Voilà, c’est fait, j’ai relu Shutter Island et autant le dire tout de suite, ce livre fait toujours partie de ceux que j’emmènerais sur une île déserte. C’est un livre tout simplement remarquable qui divise ses lecteurs en deux clans irréconciliables : ceux qui pensent que… et ceux qui pensent que… Et oui, il va être difficile d’en parler sans en dire trop, pour ne pas vous gâcher l’immense plaisir de la découverte.
On a au départ un marshal, autant dire un inspecteur, Teddy Daniels, trente-quatre ans, accompagné de son coéquipier, Chuck Aule. Tous deux quittent Boston à l’automne 1954 pour rejoindre Shutter Island, une île qui n’abrite qu’un hôpital psychiatrique : Ashecliffe. Mais pas n’importe lequel. C’est un établissement de sécurité maximale pour les fous criminels dont une patiente, Rachel Solando, vient de s’échapper. Elle semble s’être évaporée, c’est la seule conclusion que les deux inspecteurs tirent des premiers interrogatoires du personnel soignant. Teddy suppose qu’on leur cache des choses importantes, mais lui non plus n’est pas exempt de secrets. On apprend bientôt que le but caché de sa venue à Ashecliffe est la présence d’un pyromane, celui-là même qui mit le feu deux ans auparavant à l’immeuble dans lequel périt sa femme. Peu à peu, Teddy acquiert la certitude qu’on lui cache la présence de cet homme et qu’il se passe des choses médicalement illicites dans l’enceinte de l’établissement. Peut-être même qu’on s’en prend à lui pour éviter qu’il découvre la vérité…
L’adaptation de Martin Scorsese
Teddy cherche et le lecteur cherche avec lui. Sa personnalité complexe se dévoile peu à peu à la lumière de son passé et on ne peut que prendre partie pour cet homme souffrant en quête de justice. Jusqu’au bout, le lecteur s’identifie à Teddy… au moins jusqu’au moment où Dennis Lehane, en grand prestidigitateur, retourne la situation comme une chaussette et sème le doute. J’aimerais en dire plus mais c’est impossible. Sachez seulement que Shutter Island est un de ces livres qu’il faut recommencer une fois refermé (j’adore ça !), recommencer pour comprendre comment l’auteur a pu à ce point manipuler le lecteur, avec une maestria qui me laisse admirative.

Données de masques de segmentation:
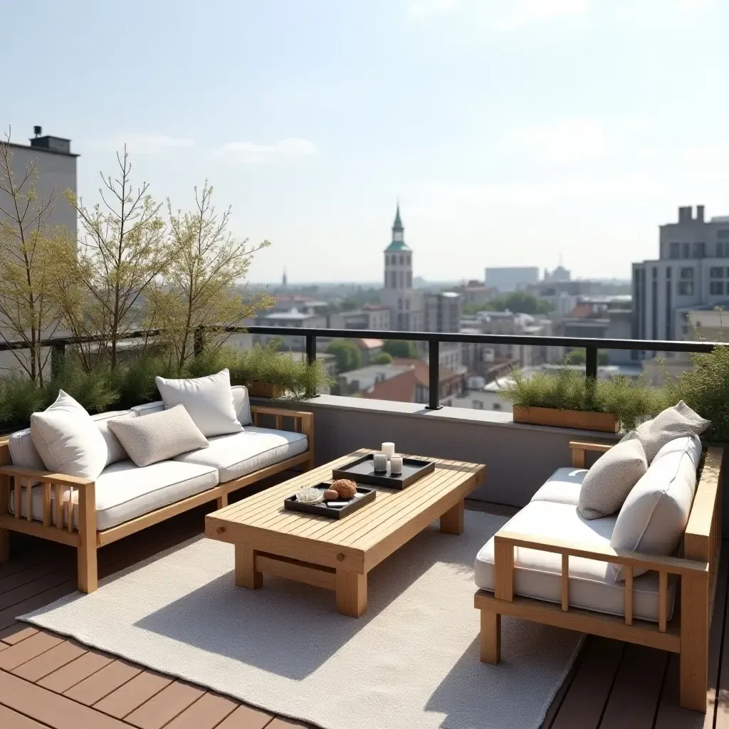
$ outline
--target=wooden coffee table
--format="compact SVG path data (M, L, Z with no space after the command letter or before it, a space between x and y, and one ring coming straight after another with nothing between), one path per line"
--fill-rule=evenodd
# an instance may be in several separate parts
M370 452L358 451L208 514L206 536L235 545L235 584L257 590L267 574L326 588L336 592L339 612L359 617L373 567L435 519L441 531L462 533L464 499L486 481L480 464L430 459L432 473L403 491L378 488L374 502L340 520L284 508L286 496Z

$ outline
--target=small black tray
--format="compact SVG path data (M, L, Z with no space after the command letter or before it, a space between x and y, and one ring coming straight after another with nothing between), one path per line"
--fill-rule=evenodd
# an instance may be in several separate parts
M331 486L330 481L329 483L316 483L311 488L319 488L324 491ZM367 488L366 486L357 486L357 492L364 494L364 496L359 499L353 497L345 506L340 507L328 507L326 502L321 502L319 504L302 504L297 500L295 494L284 499L284 508L291 509L292 511L303 511L307 514L315 514L317 516L327 516L330 519L341 519L343 517L351 514L352 512L356 511L365 504L374 501L377 496L377 491L374 488Z
M370 453L352 461L351 463L348 463L346 466L334 469L332 471L332 477L351 478L357 483L369 483L373 486L385 486L388 488L402 490L434 470L435 464L432 461L419 458L403 458L402 473L398 476L393 476L390 473L389 461L387 464L386 471L375 471L375 456L373 453Z

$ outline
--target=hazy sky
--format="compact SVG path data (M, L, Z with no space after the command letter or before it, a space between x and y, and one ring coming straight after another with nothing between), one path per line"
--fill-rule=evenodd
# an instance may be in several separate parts
M176 207L208 178L254 281L379 281L398 195L437 280L628 278L729 214L726 0L7 4L0 124L70 137L87 202L125 141Z

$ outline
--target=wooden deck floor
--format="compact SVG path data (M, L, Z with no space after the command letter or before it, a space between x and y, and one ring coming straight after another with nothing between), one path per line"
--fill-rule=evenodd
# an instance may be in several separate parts
M486 510L509 513L498 507ZM101 575L199 534L204 512L204 508L195 510L104 547L99 553ZM19 535L13 535L12 550L22 558L13 556L0 565L3 729L305 725L17 623L15 615L75 590L75 555L62 545ZM728 554L729 549L725 548L712 631L712 688L706 716L678 706L675 656L590 637L553 702L543 729L729 729L729 660L724 660L729 655Z

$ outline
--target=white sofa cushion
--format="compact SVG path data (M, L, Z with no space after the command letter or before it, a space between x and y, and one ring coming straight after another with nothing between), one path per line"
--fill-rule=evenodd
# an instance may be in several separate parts
M91 416L61 390L55 402L31 416L31 437L47 470L95 479L106 465L106 442Z
M577 506L580 503L580 492L587 473L586 468L558 468L531 497L531 500Z
M139 468L131 461L119 461L105 468L96 479L96 529L108 529L130 519L149 513L181 499L212 488L218 483L214 468L195 464L161 461ZM51 489L52 513L55 510L55 489ZM43 521L42 487L35 486L31 497L34 519ZM10 498L10 512L15 501ZM20 514L28 516L23 494ZM74 492L74 526L79 523L78 491ZM68 518L65 517L66 523Z
M179 453L206 448L208 441L184 405L147 418L113 418L109 426L139 467L168 461Z
M658 451L625 499L610 546L664 556L674 552L688 523L701 454L695 436L675 438ZM623 579L623 568L615 565L614 569L616 579ZM644 572L636 567L634 574Z
M512 517L504 531L534 539L564 539L589 548L608 547L616 518L588 521L577 507L550 502L531 502ZM561 602L562 559L558 554L537 550L514 550L514 591L517 595L547 602ZM476 556L474 579L482 590L494 590L494 538ZM668 617L673 613L675 580L669 578ZM608 615L625 615L625 586L617 582L607 562L569 558L569 604ZM658 575L650 572L634 582L634 615L657 622Z
M673 408L667 408L652 420L646 421L629 432L623 441L637 439L643 444L648 464L653 462L658 451L675 438L701 435L710 425L695 413L683 400Z
M230 373L222 370L216 375L186 380L155 377L165 408L184 405L195 424L206 436L239 433L243 426L235 416Z
M253 418L251 416L251 398L248 394L248 388L243 385L233 385L233 405L235 408L235 417L241 425L252 425Z
M208 442L208 448L182 453L175 460L218 469L221 483L303 453L308 445L303 433L252 426L242 433L218 435Z
M614 445L595 461L585 477L580 492L580 513L585 519L616 514L647 470L643 444L636 438Z

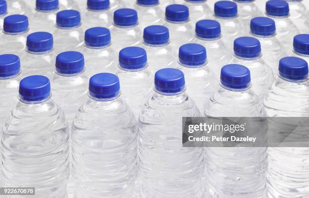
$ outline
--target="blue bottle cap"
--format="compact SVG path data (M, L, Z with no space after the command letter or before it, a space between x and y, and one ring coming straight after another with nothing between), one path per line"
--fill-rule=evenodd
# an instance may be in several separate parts
M95 99L106 100L115 98L120 92L119 79L114 74L97 74L90 79L89 94Z
M27 37L27 50L30 52L43 53L53 49L53 35L45 32L31 33Z
M220 1L215 4L215 15L222 18L237 16L237 5L229 1Z
M111 44L111 32L107 28L96 27L85 32L85 44L91 47L100 47Z
M110 8L110 0L87 0L87 8L92 10L104 10Z
M204 20L195 24L195 35L197 37L213 39L221 36L220 24L217 21Z
M19 83L20 99L28 102L38 102L50 96L49 80L43 76L30 76Z
M179 48L179 62L184 65L196 67L206 63L206 49L199 44L188 43Z
M138 47L128 47L119 52L119 66L124 70L140 70L147 65L146 51Z
M14 54L0 55L0 78L14 77L20 72L19 57Z
M236 56L242 58L260 57L261 53L260 41L248 36L237 38L234 41L234 53Z
M119 26L131 26L137 24L137 12L133 9L122 8L114 13L114 24Z
M35 8L39 11L51 11L59 8L58 0L36 0Z
M57 13L56 24L61 28L73 28L80 25L80 14L75 10L66 10Z
M180 4L172 4L165 9L165 19L169 21L181 22L189 20L189 9Z
M224 87L231 89L243 90L250 87L250 71L240 64L230 64L221 69L220 82Z
M250 31L262 36L272 36L276 33L275 21L267 17L255 17L251 20Z
M22 15L13 15L4 19L3 31L9 33L19 33L28 30L28 17Z
M282 58L279 61L279 76L291 81L302 81L308 78L308 63L302 58L294 56Z
M289 4L283 0L270 0L266 2L266 14L274 17L289 16Z
M154 89L168 95L182 92L185 88L184 75L180 70L165 68L154 75Z
M169 29L165 26L152 25L144 29L144 42L150 45L163 45L170 40Z
M56 70L60 75L75 75L84 71L84 56L74 51L60 53L56 57Z
M294 37L293 48L296 53L309 55L309 34L298 34Z

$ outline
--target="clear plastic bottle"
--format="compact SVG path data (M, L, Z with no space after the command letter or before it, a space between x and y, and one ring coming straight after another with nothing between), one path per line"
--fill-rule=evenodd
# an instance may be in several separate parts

▶ [À faire]:
Recopiez le passage du texte sur Shutter Island qui s'ouvre sur les mots « Voilà, c’est fait, j’ai » et se clôt sur « de la découverte. ». Le listing ci-dessus n'est d'aucune utilité ici.

▶ [Réponse au problème]:
Voilà, c’est fait, j’ai relu Shutter Island et autant le dire tout de suite, ce livre fait toujours partie de ceux que j’emmènerais sur une île déserte. C’est un livre tout simplement remarquable qui divise ses lecteurs en deux clans irréconciliables : ceux qui pensent que… et ceux qui pensent que… Et oui, il va être difficile d’en parler sans en dire trop, pour ne pas vous gâcher l’immense plaisir de la découverte.